Assigned task
Filter the data for "horizon" and copy matching lines.

Data to examine

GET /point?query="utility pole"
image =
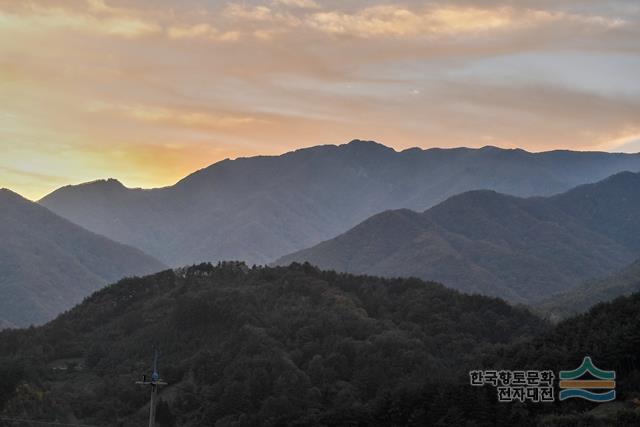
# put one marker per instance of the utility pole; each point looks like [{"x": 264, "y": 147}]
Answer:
[{"x": 155, "y": 383}]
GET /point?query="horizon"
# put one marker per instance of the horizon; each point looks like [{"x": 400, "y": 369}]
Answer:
[
  {"x": 38, "y": 197},
  {"x": 147, "y": 91}
]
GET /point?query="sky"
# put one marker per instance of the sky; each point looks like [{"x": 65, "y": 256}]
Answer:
[{"x": 148, "y": 91}]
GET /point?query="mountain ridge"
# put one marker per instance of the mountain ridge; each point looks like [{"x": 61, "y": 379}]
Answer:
[{"x": 522, "y": 249}]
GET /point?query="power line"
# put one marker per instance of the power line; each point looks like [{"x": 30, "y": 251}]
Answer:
[{"x": 49, "y": 423}]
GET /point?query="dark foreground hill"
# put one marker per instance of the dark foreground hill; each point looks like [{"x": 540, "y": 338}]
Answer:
[
  {"x": 520, "y": 249},
  {"x": 260, "y": 208},
  {"x": 48, "y": 264},
  {"x": 254, "y": 347}
]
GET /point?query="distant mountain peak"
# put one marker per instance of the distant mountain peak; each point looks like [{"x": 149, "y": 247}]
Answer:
[{"x": 360, "y": 143}]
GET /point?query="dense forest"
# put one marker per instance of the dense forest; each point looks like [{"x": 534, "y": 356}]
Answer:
[{"x": 295, "y": 345}]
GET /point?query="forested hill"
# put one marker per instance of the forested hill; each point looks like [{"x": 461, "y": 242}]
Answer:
[
  {"x": 48, "y": 264},
  {"x": 260, "y": 208},
  {"x": 255, "y": 347},
  {"x": 520, "y": 249}
]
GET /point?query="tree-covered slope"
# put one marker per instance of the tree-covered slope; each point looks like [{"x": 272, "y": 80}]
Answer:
[
  {"x": 262, "y": 346},
  {"x": 481, "y": 241},
  {"x": 48, "y": 264},
  {"x": 260, "y": 208}
]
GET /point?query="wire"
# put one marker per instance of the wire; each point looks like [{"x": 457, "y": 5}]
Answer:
[{"x": 22, "y": 420}]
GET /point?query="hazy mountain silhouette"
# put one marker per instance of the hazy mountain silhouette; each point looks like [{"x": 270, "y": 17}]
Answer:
[
  {"x": 48, "y": 264},
  {"x": 586, "y": 295},
  {"x": 236, "y": 341},
  {"x": 483, "y": 241},
  {"x": 259, "y": 208}
]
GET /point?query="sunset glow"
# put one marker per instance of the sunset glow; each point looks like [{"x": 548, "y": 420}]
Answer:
[{"x": 149, "y": 91}]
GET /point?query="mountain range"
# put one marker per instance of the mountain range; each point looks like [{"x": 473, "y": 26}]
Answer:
[
  {"x": 260, "y": 208},
  {"x": 249, "y": 346},
  {"x": 521, "y": 249},
  {"x": 581, "y": 298},
  {"x": 48, "y": 264}
]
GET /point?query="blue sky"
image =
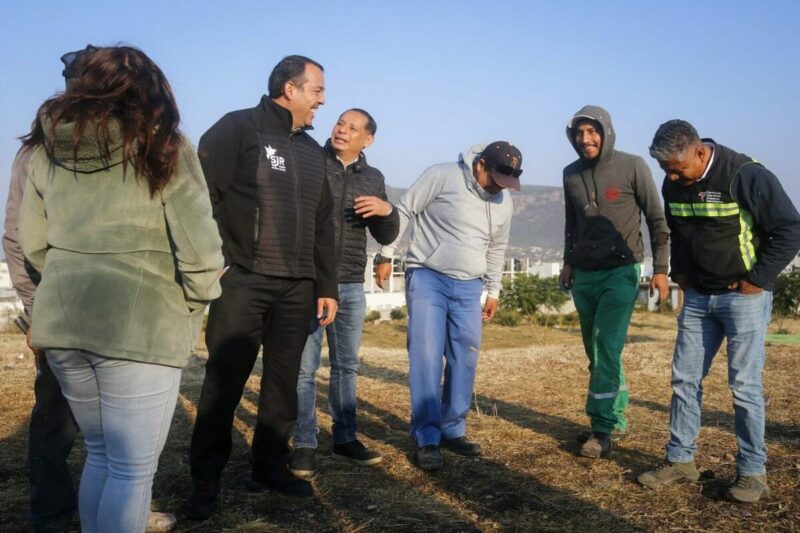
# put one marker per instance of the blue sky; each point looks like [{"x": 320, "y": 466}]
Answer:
[{"x": 440, "y": 76}]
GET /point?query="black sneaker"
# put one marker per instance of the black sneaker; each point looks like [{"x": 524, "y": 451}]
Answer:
[
  {"x": 357, "y": 452},
  {"x": 280, "y": 481},
  {"x": 462, "y": 446},
  {"x": 202, "y": 502},
  {"x": 598, "y": 445},
  {"x": 303, "y": 464},
  {"x": 429, "y": 458}
]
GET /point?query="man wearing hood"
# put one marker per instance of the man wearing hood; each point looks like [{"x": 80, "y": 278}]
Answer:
[
  {"x": 605, "y": 193},
  {"x": 359, "y": 197},
  {"x": 461, "y": 217}
]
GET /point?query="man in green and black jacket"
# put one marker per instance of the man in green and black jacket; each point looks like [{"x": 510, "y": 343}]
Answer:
[{"x": 733, "y": 230}]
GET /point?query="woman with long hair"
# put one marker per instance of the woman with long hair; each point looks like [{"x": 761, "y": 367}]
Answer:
[{"x": 116, "y": 217}]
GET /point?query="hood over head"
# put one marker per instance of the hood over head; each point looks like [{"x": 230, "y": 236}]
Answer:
[{"x": 602, "y": 117}]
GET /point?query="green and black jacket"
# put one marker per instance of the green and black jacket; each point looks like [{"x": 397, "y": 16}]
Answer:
[{"x": 735, "y": 223}]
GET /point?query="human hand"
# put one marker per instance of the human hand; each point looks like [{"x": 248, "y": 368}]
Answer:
[
  {"x": 489, "y": 309},
  {"x": 326, "y": 310},
  {"x": 382, "y": 273},
  {"x": 370, "y": 206}
]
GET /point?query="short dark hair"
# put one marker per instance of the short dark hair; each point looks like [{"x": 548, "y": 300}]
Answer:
[
  {"x": 672, "y": 139},
  {"x": 290, "y": 68},
  {"x": 372, "y": 126}
]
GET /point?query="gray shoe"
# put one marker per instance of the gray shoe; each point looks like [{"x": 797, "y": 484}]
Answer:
[
  {"x": 303, "y": 463},
  {"x": 669, "y": 473},
  {"x": 749, "y": 489},
  {"x": 429, "y": 458}
]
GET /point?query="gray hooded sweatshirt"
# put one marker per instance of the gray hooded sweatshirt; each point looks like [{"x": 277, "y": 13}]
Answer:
[
  {"x": 605, "y": 198},
  {"x": 457, "y": 228}
]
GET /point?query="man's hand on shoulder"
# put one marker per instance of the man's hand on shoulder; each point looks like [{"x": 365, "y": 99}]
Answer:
[
  {"x": 371, "y": 206},
  {"x": 489, "y": 309},
  {"x": 326, "y": 310},
  {"x": 659, "y": 283}
]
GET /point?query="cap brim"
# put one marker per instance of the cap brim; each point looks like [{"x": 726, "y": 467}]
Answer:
[{"x": 506, "y": 181}]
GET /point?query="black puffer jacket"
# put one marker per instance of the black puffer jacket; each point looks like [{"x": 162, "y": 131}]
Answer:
[
  {"x": 358, "y": 179},
  {"x": 270, "y": 196}
]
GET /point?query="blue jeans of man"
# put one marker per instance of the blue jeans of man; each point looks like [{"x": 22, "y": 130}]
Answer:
[
  {"x": 444, "y": 329},
  {"x": 123, "y": 409},
  {"x": 702, "y": 325},
  {"x": 344, "y": 339}
]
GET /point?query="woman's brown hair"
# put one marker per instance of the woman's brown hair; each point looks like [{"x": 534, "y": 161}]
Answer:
[{"x": 118, "y": 87}]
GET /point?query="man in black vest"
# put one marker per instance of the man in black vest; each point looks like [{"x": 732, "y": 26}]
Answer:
[
  {"x": 266, "y": 178},
  {"x": 733, "y": 229},
  {"x": 360, "y": 196}
]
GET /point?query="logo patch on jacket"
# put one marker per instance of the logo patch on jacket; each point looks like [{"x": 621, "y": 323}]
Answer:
[
  {"x": 276, "y": 161},
  {"x": 612, "y": 193},
  {"x": 710, "y": 196}
]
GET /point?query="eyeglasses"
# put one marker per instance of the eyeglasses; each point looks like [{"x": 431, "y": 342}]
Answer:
[{"x": 509, "y": 171}]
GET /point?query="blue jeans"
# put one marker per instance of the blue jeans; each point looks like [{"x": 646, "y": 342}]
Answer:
[
  {"x": 344, "y": 339},
  {"x": 123, "y": 409},
  {"x": 444, "y": 320},
  {"x": 703, "y": 323}
]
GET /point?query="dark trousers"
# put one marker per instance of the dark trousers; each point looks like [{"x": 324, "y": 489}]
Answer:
[
  {"x": 51, "y": 434},
  {"x": 253, "y": 310}
]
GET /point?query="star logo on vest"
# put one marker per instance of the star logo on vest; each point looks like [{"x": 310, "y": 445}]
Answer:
[{"x": 276, "y": 161}]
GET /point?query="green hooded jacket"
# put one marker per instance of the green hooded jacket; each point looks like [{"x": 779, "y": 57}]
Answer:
[{"x": 124, "y": 274}]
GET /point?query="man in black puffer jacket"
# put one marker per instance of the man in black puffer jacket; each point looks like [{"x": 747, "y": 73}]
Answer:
[
  {"x": 266, "y": 179},
  {"x": 359, "y": 197}
]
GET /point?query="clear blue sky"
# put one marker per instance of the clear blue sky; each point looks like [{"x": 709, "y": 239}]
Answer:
[{"x": 440, "y": 76}]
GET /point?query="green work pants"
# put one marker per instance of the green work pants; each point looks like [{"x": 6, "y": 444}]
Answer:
[{"x": 604, "y": 300}]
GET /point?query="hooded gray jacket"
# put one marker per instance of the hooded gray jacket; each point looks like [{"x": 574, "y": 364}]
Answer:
[
  {"x": 458, "y": 228},
  {"x": 605, "y": 198}
]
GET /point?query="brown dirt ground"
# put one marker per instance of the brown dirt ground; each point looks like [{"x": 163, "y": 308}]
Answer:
[{"x": 530, "y": 390}]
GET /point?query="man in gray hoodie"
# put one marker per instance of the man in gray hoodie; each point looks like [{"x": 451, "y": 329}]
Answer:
[
  {"x": 606, "y": 192},
  {"x": 461, "y": 218}
]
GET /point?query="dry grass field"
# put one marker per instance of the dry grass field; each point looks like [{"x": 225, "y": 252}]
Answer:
[{"x": 530, "y": 391}]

Solution to the exercise
GET /point?query="horizon"
# put one marker per instance of the horizon; each point looks like [{"x": 400, "y": 369}]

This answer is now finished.